▶ [Supplied text]
# Looking For Add-on Filter



## leomessi (Feb 25, 2010)

I have a Fluval U2 Internal Filter, but I'm looking for a second, smaller hang-on power filter. Aqua Clear and the Marineland Penguin seem to be the most popular choices. Any suggestions?


----------



## Riceburner (Mar 14, 2008)

I use AC in my tanks smaller than 35G


----------



## tebore (Jan 3, 2010)

If you run an air pump you should just add a sponge filter at the end of you air stone. 

They work great in adding filtration in any tank there's basically no additional running cost to them either. The benefits to sponge filters are countless.


----------



## TBemba (Jan 11, 2010)

tebore said:


> If you run an air pump you should just add a sponge filter at the end of you air stone.

▶ [The tasks]
#1 According to the first post of the aquarium filter thread, which two hang-on filters seem to be the most popular choices?
#2 From the aquarium filter thread, extract word for word everything from "## Riceburner (Mar" down to "filters are countless.".

▶ [Source material]

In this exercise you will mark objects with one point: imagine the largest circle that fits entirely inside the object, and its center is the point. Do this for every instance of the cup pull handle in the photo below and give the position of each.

▶ [Solutions per task]
#1 Aqua Clear and the Marineland Penguin.

#2
## Riceburner (Mar 14, 2008)

I use AC in my tanks smaller than 35G


----------



## tebore (Jan 3, 2010)

If you run an air pump you should just add a sponge filter at the end of you air stone. 

They work great in adding filtration in any tank there's basically no additional running cost to them either. The benefits to sponge filters are countless.